-- start of Materials provided --

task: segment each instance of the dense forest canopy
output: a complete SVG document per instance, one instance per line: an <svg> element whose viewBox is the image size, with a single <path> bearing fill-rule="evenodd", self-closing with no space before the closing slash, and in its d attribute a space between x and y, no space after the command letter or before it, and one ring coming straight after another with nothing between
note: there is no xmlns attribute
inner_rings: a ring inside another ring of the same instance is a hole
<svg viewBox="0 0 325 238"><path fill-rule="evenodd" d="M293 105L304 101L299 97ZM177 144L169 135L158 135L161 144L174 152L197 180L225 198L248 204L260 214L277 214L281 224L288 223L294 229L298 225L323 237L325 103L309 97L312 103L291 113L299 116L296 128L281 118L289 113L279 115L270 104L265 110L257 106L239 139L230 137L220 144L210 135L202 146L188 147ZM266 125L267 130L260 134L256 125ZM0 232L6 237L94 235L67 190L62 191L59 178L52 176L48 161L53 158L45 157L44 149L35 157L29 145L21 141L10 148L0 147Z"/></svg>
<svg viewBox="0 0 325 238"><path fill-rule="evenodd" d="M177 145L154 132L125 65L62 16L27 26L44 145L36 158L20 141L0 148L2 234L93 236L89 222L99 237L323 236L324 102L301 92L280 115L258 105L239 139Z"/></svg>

-- end of Materials provided --

> Short problem
Convert the records, starting at the first line and ending at the line that contains "105L304 101L299 97ZM177", into a JSON list of strings with one string per line. Leave out any blank lines.

> Written response
[
  "task: segment each instance of the dense forest canopy",
  "output: a complete SVG document per instance, one instance per line: an <svg> element whose viewBox is the image size, with a single <path> bearing fill-rule=\"evenodd\", self-closing with no space before the closing slash, and in its d attribute a space between x and y, no space after the command letter or before it, and one ring coming straight after another with nothing between",
  "note: there is no xmlns attribute",
  "inner_rings: a ring inside another ring of the same instance is a hole",
  "<svg viewBox=\"0 0 325 238\"><path fill-rule=\"evenodd\" d=\"M293 105L304 101L299 97ZM177 144L169 135L158 135L161 144L174 152L197 180L225 198L248 204L260 214L277 214L281 224L288 223L294 229L298 225L323 237L325 103L309 97L312 103L291 113L299 116L296 128L281 118L289 113L279 115L270 104L265 110L257 106L239 139L230 137L220 144L210 135L202 146L188 147ZM266 125L267 130L260 134L256 125ZM0 232L6 237L94 235L67 190L62 191L59 178L52 176L48 161L53 158L45 157L44 149L35 157L29 145L21 141L10 148L0 147Z\"/></svg>"
]